- Task goal
Rewrite the lines from the one containing "sneaker on this photo." through the one containing "<point>55,86</point>", swapping "keypoint" for "marker" and leaving everything else as it is.

- Data extract
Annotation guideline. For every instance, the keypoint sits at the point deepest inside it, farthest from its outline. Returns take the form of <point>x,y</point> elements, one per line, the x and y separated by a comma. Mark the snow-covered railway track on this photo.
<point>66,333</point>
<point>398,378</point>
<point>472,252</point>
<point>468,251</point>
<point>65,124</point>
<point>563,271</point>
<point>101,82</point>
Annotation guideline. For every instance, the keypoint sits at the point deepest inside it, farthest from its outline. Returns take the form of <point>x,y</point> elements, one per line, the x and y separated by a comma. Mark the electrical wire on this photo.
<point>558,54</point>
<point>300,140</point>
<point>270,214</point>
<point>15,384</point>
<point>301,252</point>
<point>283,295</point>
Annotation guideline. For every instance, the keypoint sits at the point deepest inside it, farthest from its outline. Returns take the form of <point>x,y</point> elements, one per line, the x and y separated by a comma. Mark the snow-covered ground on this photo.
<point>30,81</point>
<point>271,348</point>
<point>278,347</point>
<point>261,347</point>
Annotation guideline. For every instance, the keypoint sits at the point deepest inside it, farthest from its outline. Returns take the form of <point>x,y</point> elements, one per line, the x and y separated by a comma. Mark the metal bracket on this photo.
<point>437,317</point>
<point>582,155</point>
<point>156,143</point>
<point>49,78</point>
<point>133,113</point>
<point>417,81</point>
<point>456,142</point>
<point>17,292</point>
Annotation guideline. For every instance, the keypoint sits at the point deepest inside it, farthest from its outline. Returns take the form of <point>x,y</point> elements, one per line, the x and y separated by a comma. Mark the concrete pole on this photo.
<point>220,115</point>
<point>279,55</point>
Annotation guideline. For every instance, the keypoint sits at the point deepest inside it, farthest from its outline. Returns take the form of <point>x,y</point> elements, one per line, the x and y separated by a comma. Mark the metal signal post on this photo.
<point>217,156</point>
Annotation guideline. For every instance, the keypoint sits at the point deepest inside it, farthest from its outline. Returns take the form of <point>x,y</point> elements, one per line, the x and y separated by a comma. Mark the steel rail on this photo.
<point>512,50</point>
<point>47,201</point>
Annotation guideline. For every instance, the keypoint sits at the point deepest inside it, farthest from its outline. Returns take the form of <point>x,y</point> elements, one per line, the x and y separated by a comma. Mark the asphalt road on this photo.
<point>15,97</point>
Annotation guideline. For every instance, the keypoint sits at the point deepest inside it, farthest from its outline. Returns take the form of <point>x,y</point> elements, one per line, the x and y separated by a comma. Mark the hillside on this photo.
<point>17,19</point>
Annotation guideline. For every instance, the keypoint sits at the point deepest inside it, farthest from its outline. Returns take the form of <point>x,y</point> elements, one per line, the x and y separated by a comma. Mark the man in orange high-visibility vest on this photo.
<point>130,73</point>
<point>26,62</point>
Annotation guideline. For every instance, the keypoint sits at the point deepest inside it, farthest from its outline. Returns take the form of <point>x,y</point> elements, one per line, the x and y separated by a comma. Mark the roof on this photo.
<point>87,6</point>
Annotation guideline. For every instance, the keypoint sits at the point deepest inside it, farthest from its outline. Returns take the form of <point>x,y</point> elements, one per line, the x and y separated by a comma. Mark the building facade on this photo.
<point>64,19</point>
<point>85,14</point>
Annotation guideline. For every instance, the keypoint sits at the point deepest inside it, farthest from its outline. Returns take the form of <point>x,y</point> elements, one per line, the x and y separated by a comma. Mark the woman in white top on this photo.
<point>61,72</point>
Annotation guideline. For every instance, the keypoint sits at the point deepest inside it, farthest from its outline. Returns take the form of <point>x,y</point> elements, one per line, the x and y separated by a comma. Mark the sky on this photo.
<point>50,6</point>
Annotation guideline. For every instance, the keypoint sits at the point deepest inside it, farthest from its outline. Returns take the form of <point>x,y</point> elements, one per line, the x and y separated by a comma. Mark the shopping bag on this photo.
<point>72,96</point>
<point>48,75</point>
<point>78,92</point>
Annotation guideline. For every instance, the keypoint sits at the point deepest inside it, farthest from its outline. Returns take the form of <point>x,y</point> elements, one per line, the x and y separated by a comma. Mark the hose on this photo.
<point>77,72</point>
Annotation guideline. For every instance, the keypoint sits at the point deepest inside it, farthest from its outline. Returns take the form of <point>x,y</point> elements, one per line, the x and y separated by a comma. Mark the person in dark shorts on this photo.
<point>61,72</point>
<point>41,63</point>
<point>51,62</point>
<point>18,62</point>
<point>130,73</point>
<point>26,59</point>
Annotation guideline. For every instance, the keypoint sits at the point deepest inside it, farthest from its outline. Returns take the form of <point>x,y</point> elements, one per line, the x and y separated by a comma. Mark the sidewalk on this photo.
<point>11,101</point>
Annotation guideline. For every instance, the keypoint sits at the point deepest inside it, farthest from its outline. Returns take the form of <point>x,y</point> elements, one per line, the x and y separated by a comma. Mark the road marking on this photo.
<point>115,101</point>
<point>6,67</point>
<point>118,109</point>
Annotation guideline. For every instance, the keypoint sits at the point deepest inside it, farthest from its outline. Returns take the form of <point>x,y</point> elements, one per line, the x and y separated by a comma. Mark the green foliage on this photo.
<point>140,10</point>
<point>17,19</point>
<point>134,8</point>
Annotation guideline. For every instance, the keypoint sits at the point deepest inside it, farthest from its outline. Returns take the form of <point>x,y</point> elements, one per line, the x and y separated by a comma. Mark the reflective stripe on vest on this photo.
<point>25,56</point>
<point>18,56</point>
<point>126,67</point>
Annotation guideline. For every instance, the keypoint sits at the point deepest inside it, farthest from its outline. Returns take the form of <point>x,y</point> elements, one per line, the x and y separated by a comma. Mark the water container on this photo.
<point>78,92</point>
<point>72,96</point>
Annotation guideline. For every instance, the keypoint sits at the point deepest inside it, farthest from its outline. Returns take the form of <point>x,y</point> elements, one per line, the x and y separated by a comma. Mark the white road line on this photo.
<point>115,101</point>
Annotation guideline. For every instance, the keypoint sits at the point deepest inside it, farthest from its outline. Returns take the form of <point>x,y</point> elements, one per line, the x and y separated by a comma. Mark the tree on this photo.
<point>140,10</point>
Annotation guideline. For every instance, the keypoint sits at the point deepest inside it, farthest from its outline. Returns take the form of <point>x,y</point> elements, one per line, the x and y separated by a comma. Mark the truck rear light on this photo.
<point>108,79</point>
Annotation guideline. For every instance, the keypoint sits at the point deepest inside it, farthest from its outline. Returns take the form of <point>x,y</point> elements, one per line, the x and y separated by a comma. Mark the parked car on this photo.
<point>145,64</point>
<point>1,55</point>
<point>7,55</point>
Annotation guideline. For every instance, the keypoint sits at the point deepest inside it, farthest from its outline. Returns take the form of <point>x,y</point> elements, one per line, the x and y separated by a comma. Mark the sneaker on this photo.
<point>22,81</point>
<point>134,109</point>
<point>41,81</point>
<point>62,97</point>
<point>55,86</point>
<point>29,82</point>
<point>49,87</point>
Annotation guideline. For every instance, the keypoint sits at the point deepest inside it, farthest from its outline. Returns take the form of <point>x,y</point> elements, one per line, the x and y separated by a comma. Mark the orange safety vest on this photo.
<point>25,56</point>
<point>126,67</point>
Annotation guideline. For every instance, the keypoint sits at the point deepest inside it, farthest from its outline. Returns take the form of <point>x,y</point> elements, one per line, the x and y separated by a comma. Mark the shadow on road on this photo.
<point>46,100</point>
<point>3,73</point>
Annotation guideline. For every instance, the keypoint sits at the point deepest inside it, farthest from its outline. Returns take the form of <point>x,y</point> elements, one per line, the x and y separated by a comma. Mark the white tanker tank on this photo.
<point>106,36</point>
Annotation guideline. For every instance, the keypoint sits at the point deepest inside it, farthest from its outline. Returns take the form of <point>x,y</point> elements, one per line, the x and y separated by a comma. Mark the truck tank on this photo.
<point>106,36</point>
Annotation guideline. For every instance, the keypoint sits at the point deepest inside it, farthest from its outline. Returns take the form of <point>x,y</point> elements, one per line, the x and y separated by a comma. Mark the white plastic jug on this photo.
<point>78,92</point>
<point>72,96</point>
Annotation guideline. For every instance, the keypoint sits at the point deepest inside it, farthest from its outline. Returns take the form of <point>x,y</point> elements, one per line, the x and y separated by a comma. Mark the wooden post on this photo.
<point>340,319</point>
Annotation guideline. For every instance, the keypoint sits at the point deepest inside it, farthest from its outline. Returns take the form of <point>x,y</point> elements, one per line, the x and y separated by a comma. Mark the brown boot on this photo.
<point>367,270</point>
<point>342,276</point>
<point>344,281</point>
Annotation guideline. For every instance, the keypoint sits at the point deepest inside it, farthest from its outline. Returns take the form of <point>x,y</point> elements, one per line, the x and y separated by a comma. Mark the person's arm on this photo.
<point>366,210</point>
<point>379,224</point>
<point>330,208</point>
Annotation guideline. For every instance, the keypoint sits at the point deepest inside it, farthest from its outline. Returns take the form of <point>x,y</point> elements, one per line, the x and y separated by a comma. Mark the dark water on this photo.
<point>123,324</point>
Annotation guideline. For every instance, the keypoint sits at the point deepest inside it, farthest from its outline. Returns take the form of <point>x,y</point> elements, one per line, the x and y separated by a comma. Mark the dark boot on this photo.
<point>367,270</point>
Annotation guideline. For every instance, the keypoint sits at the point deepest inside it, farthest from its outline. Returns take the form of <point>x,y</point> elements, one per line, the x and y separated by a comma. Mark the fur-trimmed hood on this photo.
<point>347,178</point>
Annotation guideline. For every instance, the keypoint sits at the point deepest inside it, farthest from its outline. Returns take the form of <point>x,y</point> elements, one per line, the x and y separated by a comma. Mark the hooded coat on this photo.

- Result
Annotation guideline. For every instance, the marker sits at the point deepest inside it, farthest from its outline. Returns take the form of <point>x,y</point> elements, one per line, the x and y separated by a comma. Mark the sneaker on this photo.
<point>22,81</point>
<point>134,109</point>
<point>41,81</point>
<point>62,97</point>
<point>55,86</point>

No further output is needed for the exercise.